→ Recorded data
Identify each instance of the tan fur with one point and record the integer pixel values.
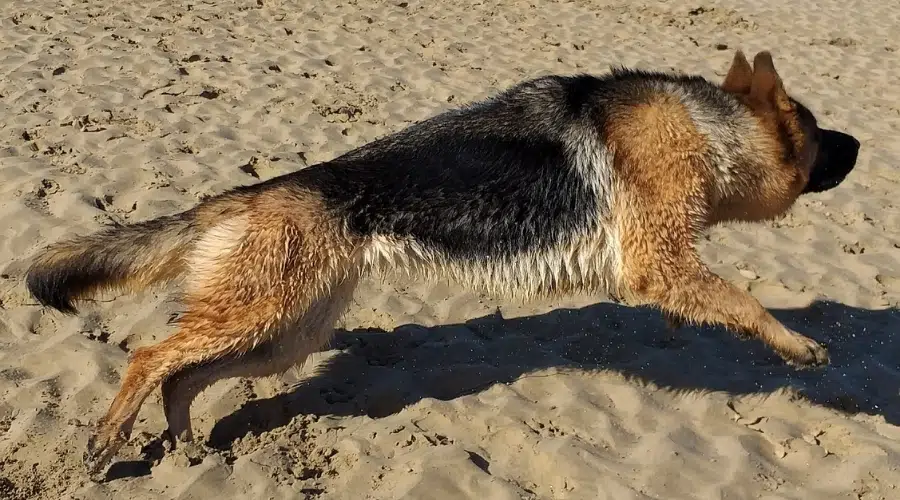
(667, 196)
(289, 264)
(269, 272)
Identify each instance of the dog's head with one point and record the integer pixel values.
(801, 157)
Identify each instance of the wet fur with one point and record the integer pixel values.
(557, 185)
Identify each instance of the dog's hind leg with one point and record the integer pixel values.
(251, 278)
(310, 333)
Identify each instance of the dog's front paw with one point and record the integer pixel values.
(102, 447)
(804, 352)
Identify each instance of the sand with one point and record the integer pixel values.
(123, 111)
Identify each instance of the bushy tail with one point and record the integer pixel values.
(124, 257)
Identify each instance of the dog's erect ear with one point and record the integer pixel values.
(766, 85)
(740, 76)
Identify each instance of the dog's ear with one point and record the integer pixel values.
(766, 85)
(740, 76)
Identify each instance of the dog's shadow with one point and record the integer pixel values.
(378, 373)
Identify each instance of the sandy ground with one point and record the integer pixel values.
(122, 111)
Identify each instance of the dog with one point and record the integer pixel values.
(554, 186)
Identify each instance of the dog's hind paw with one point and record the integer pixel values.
(101, 448)
(805, 352)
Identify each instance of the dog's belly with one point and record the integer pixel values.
(587, 265)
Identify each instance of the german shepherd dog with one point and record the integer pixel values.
(557, 185)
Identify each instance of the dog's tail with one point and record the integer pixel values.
(130, 257)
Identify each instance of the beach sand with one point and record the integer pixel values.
(124, 111)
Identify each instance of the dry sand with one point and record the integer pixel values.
(122, 111)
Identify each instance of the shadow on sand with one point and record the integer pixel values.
(378, 373)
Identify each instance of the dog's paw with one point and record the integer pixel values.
(102, 447)
(804, 352)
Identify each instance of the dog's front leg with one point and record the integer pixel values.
(683, 287)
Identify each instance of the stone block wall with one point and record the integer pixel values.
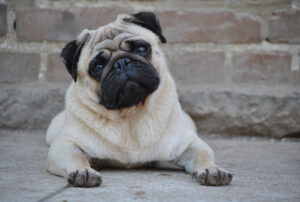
(236, 62)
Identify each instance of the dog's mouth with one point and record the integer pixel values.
(126, 88)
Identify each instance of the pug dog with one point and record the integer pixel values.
(122, 108)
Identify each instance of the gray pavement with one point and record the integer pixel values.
(264, 170)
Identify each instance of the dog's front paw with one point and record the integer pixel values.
(84, 178)
(213, 176)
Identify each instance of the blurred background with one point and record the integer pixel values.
(236, 63)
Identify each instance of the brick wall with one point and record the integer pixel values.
(229, 46)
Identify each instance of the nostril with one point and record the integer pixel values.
(127, 61)
(122, 63)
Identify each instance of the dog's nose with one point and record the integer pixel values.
(122, 63)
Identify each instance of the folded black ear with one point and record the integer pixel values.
(149, 21)
(70, 55)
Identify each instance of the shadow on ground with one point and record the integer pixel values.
(264, 171)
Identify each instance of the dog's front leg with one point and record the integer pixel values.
(68, 160)
(198, 160)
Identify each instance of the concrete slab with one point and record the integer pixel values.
(264, 170)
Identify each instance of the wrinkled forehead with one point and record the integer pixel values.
(112, 35)
(109, 37)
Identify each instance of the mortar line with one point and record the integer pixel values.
(56, 192)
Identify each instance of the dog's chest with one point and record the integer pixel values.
(128, 142)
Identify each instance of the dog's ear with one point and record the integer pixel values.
(149, 21)
(71, 52)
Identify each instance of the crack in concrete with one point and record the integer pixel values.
(56, 192)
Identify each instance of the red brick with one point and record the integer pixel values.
(19, 67)
(264, 68)
(197, 67)
(209, 26)
(284, 27)
(56, 70)
(62, 25)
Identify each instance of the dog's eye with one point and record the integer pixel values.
(98, 68)
(141, 49)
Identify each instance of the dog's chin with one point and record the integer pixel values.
(130, 95)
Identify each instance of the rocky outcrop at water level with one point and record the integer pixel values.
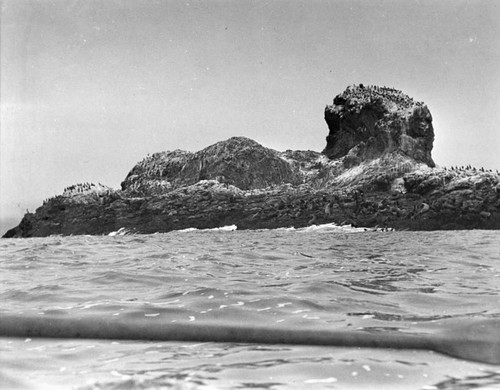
(376, 170)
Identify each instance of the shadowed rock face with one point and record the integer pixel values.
(376, 170)
(369, 122)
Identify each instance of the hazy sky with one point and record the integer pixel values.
(89, 88)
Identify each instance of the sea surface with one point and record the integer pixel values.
(340, 278)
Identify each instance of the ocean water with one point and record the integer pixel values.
(345, 279)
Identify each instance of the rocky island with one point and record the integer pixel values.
(375, 171)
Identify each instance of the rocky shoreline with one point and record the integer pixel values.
(376, 170)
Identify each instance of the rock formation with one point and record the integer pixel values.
(376, 170)
(369, 122)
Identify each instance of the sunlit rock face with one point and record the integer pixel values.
(369, 122)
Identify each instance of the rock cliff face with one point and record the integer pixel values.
(370, 122)
(376, 170)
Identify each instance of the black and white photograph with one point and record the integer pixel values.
(249, 194)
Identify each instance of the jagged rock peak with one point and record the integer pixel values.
(367, 122)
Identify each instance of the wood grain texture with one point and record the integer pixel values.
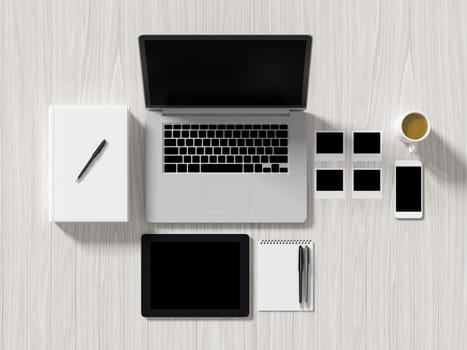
(379, 283)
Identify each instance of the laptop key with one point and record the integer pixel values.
(221, 168)
(170, 150)
(172, 159)
(278, 159)
(193, 168)
(280, 150)
(170, 168)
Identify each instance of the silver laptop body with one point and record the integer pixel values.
(216, 163)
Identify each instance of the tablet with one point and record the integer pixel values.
(195, 275)
(329, 145)
(329, 183)
(366, 146)
(367, 183)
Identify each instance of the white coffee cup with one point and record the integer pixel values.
(399, 128)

→ Written task
Copy the data above without changes, starting with the line that contains "Identify each instance of the white" and going on through the end of the data.

→ Result for this task
Identify each instance of the white coffee cup with one point and record the integer pixel values.
(399, 128)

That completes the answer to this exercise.